In the material below, copy the stretch from the line containing "the blue and" through the line containing "column 215, row 240", putting "grasp planner" in place of "pick planner" and leaving everything else as it is.

**Records for this task:**
**********

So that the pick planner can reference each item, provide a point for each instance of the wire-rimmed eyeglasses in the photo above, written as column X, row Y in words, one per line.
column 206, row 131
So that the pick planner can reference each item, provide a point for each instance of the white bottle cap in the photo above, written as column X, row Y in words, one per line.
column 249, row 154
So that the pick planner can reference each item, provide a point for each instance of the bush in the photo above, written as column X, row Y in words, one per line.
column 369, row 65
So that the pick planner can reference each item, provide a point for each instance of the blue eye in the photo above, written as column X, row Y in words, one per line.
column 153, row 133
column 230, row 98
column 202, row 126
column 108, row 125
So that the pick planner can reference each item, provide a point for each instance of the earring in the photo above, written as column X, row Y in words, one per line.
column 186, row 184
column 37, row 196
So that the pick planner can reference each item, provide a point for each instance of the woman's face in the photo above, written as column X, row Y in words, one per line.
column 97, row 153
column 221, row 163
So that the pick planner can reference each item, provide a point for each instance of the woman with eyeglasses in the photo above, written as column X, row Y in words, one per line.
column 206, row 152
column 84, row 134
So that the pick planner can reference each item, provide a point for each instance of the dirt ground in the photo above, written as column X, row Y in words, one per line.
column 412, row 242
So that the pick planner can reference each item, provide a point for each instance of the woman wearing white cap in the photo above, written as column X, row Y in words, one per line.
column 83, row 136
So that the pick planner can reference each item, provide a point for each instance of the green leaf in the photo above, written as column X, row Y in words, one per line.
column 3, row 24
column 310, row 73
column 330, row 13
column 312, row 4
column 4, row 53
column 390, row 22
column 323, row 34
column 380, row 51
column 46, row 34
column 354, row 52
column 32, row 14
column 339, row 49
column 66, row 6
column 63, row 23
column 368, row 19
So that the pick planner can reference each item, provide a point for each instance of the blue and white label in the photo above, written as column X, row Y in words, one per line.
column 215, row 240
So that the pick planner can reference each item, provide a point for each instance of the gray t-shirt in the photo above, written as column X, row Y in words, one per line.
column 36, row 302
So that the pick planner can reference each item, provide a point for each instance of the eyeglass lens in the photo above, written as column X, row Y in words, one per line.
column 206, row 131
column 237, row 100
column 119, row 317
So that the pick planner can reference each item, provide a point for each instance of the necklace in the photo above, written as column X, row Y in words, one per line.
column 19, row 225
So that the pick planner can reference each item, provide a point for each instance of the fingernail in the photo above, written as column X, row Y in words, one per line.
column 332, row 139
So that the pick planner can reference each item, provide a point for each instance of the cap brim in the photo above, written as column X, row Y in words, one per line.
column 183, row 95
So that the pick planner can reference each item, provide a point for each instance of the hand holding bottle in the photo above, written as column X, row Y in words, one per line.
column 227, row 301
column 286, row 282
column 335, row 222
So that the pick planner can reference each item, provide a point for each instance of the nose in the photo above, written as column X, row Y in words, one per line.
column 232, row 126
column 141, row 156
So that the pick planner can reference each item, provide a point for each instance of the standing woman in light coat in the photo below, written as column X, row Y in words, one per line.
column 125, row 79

**********

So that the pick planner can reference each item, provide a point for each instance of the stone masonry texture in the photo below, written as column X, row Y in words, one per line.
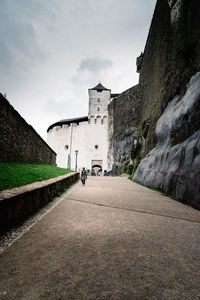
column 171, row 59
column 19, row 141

**********

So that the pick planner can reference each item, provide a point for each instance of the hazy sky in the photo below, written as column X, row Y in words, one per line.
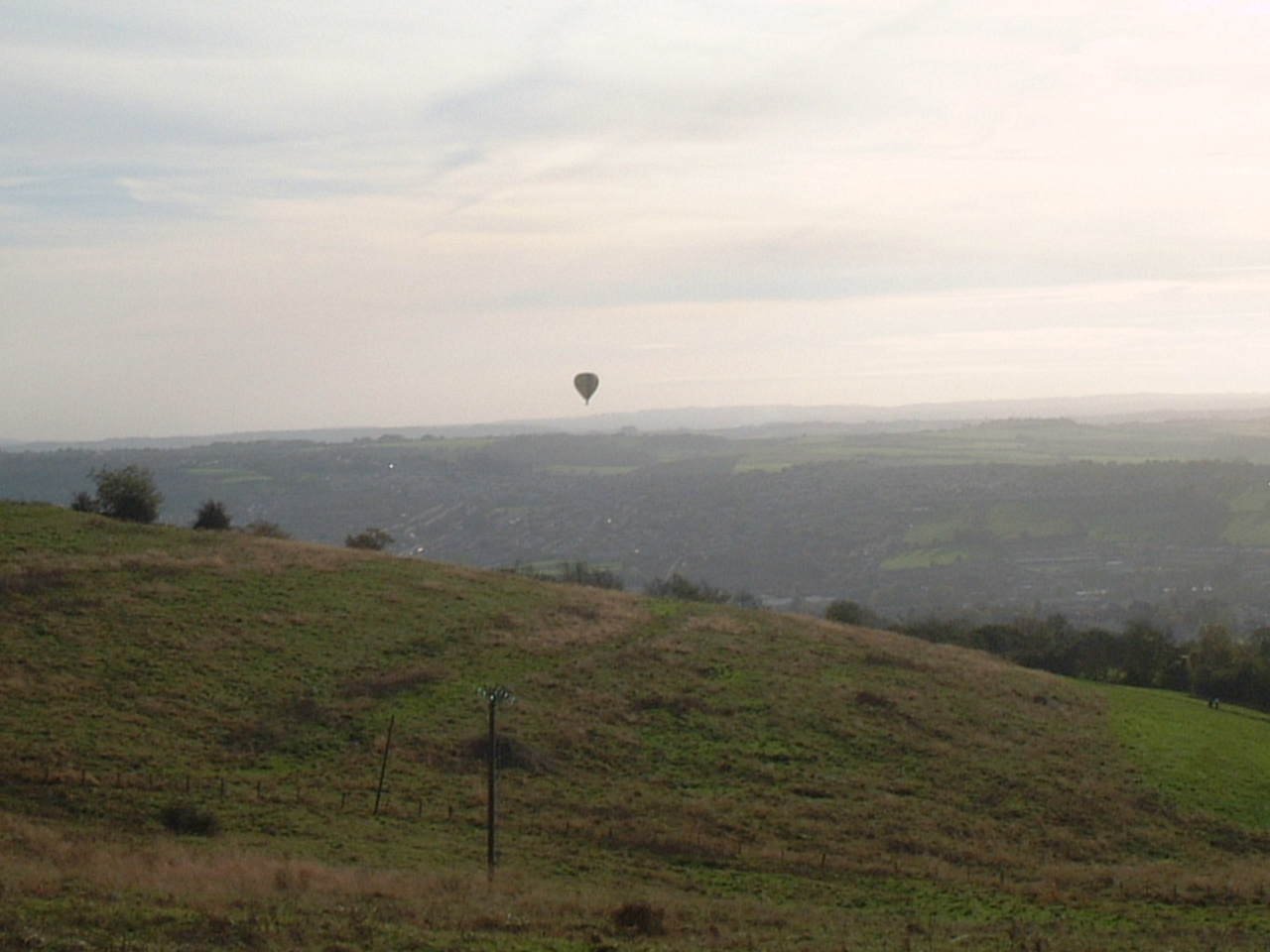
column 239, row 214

**********

**Exercise output:**
So that the grasp planner can reference each item, provide a point for each instance of the blue and white label in the photo above, written as column X, row Y in words, one per line.
column 215, row 240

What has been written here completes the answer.